O dia 2 de julho foi histórico para a agenda climática no Brasil. Foi proferida uma das mais aguardadas decisões do Supremo Tribunal Federal (STF) no âmbito da ADPF 708. Por maioria, o STF reconheceu que a União manteve o Fundo Nacional sobre Mudança do Clima (Fundo Clima) inoperante durante os anos de 2019 e 2020, deixando de destinar vultosos recursos para o enfrentamento das mudanças climáticas. O Fundo Clima, criado pela Lei Federal 12.114/2009 e vinculado ao Ministério do Meio Ambiente (MMA), tem como finalidade “assegurar recursos para apoio a projetos ou estudos e financiamento de empreendimentos que visem à mitigação da mudança do clima e à adaptação à mudança do clima e aos seus efeitos” (art. 2º da Lei Federal 12.114/2009).

■ **Dados fornecidos**
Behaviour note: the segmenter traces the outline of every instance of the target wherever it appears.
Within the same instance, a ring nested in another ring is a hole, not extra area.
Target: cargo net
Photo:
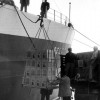
[[[33,88],[52,88],[53,85],[50,83],[59,73],[57,63],[60,60],[58,59],[53,50],[27,52],[22,85]]]

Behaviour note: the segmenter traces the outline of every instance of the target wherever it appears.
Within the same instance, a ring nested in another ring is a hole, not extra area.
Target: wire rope
[[[17,12],[17,15],[18,15],[18,17],[19,17],[19,19],[20,19],[20,22],[21,22],[21,24],[22,24],[22,26],[23,26],[23,28],[24,28],[24,30],[25,30],[25,32],[26,32],[26,34],[27,34],[27,36],[28,36],[28,38],[29,38],[30,42],[32,43],[33,47],[35,48],[35,45],[34,45],[34,43],[33,43],[32,39],[31,39],[31,37],[29,36],[28,31],[26,30],[26,28],[25,28],[25,26],[24,26],[24,24],[23,24],[23,21],[22,21],[22,19],[21,19],[20,15],[19,15],[19,13],[18,13],[18,11],[17,11],[17,9],[16,9],[16,6],[15,6],[15,5],[14,5],[14,8],[15,8],[15,10],[16,10],[16,12]]]
[[[85,36],[84,34],[82,34],[81,32],[79,32],[78,30],[74,29],[76,32],[78,32],[79,34],[81,34],[83,37],[85,37],[86,39],[90,40],[91,42],[93,42],[94,44],[100,46],[98,43],[94,42],[92,39],[88,38],[87,36]]]

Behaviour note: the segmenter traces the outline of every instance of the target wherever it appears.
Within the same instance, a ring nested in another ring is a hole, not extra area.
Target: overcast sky
[[[20,8],[20,0],[14,0],[16,6]],[[76,30],[100,44],[100,0],[47,0],[50,8],[55,9],[66,16],[69,16],[69,2],[71,2],[71,22]],[[39,15],[42,0],[30,0],[28,12]],[[73,40],[73,52],[92,51],[93,42],[90,42],[79,33],[75,32],[76,40]],[[98,46],[98,48],[100,48]]]

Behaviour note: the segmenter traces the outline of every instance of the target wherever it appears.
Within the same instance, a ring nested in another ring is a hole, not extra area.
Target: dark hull
[[[51,49],[50,41],[32,39],[35,47]],[[53,48],[69,45],[53,41]],[[27,37],[0,34],[0,100],[40,100],[40,89],[22,86],[26,52],[32,49]],[[55,89],[51,99],[57,97]]]

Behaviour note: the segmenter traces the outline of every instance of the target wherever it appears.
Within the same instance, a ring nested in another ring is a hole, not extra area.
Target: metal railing
[[[69,22],[69,19],[67,16],[65,16],[64,14],[62,14],[61,12],[58,12],[54,9],[49,9],[48,13],[47,13],[47,18],[50,20],[53,20],[55,22],[67,25]]]

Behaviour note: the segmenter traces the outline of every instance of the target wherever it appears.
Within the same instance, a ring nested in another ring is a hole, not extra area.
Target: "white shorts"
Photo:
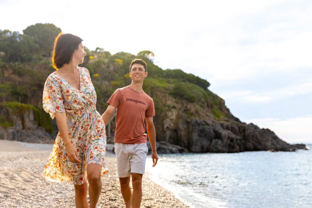
[[[115,143],[118,177],[128,177],[132,173],[144,174],[149,149],[146,143]]]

■ **Instruções do exercício**
Resuma em duas frases o texto sobre a decisão do STF acerca do Fundo Clima. Baseie-se somente no texto.

■ **Resolução da tarefa**
Em 2 de julho, no âmbito da ADPF 708, o STF reconheceu por maioria que a União manteve o Fundo Clima inoperante em 2019 e 2020 e deixou de destinar vultosos recursos ao enfrentamento das mudanças climáticas. Criado pela Lei Federal 12.114/2009 e vinculado ao Ministério do Meio Ambiente, o fundo tem a finalidade de assegurar recursos para projetos, estudos e empreendimentos voltados à mitigação da mudança do clima e à adaptação a ela e aos seus efeitos.